● SELECTED PASSAGE:

++++++++

Lygia Pape Exhibition
Hauser & Wirth
This event has ended.
A founding member of Brazil’s Neo-Concrete movement, Lygia Pape (1927 – 2004) valued art that favored the primacy of the viewer and his or her sensory experience, and her explorations in sculpture, drawing, engraving, filmmaking, and installation cemented her reputation as one of the most significant Brazilian artists of her generation. On view from 6 September through 20 October at Hauser & Wirth New York, 69th Street, this exhibition marks the gallery’s first solo presentation of Pape’s work in the United States since announcing worldwide representation of Projeto Lygia Pape in 2016. Spanning Pape’s multidisciplinary practice, the exhibition shares the artist’s singular vision with visitors, mining her profound and often playful approach to the physical and material experience of art, which elucidates a deeply human understanding and unique reframing of geometry and abstraction.
Upon entering the exhibition visitors encounter one of Pape’s most emblematic works, ‘Ttéia 1A’ (1978 / 1979 / 1991). This silver thread installation is part of the artist’s celebrated Ttéia series, first conceived in 1978. The word ‘Ttéia,’ which Pape created, is an elision of the Portuguese word for ‘web’ and ‘teteia,’ a colloquial word for a graceful and delicate person or thing. Installed in a corner of the gallery, the work’s groupings of thread intersect and weave, coursing through the space to create phantom lines across the walls.

++++++++

● DATA IN THIS EXERCISE:

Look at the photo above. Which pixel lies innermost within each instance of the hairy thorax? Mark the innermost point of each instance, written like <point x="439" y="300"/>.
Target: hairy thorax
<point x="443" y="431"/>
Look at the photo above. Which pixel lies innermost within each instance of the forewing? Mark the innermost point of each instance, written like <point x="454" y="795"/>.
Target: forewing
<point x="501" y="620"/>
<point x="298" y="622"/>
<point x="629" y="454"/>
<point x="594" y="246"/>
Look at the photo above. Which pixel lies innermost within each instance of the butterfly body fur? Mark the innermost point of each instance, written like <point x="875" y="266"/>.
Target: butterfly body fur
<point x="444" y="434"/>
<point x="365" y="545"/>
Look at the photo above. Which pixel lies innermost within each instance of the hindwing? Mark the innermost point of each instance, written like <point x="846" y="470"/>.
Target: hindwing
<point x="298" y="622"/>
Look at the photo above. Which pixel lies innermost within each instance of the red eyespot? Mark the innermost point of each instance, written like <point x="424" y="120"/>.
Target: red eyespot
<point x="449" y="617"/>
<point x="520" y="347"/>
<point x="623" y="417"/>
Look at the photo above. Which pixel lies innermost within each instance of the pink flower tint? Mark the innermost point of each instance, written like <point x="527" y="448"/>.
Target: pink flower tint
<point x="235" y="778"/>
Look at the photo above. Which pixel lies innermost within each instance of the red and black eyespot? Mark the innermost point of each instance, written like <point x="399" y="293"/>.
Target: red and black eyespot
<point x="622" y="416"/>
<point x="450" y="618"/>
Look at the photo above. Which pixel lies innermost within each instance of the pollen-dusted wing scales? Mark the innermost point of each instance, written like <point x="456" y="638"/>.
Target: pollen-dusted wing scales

++++++++

● TASK SET:
**1.** Name every medium in which the Lygia Pape exhibition page says Pape carried out her explorations.
**2.** In the listing, edit the lines starting at the line that contains "of the pink" and ending at the end of the listing, replacing "eyespot" with "ocellus" and leaving everything else unchanged. Return only those lines.

● TASK RESPONSES:
**1.** Sculpture, drawing, engraving, filmmaking, installation

**2.**
Look at the photo above. Which pixel lies innermost within each instance of the pink flower tint? Mark the innermost point of each instance, written like <point x="527" y="448"/>.
Target: pink flower tint
<point x="235" y="778"/>
Look at the photo above. Which pixel lies innermost within each instance of the red and black ocellus? Mark the innermost point of each instance, written like <point x="399" y="293"/>.
Target: red and black ocellus
<point x="622" y="416"/>
<point x="450" y="618"/>
Look at the photo above. Which pixel lies innermost within each instance of the pollen-dusted wing scales? Mark the innermost point of each instance, written like <point x="456" y="638"/>.
Target: pollen-dusted wing scales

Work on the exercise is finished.